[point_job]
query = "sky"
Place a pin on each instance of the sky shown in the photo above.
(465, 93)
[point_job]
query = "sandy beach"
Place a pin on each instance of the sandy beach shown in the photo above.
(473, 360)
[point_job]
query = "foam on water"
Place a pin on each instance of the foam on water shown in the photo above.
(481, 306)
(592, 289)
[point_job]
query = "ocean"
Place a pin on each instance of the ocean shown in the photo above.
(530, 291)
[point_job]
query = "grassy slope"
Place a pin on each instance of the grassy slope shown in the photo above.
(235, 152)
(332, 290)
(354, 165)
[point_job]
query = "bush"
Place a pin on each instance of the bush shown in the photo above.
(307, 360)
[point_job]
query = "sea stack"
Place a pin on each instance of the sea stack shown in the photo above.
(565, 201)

**THE PROBLEM:**
Quote verbatim the line containing "Place a pin on each instance of the grassy" and every line after it through the end of the records above.

**WRITTEN SOLUTION:**
Place a pin on each instance of the grassy slope shown in the photo above.
(235, 152)
(332, 290)
(354, 165)
[point_job]
query = "bush"
Place a pin on each instance of the bush shown in the photo above.
(307, 360)
[point_job]
query = "sea stack"
Place a pin on each instance of the sea stack shown in the photo above.
(565, 201)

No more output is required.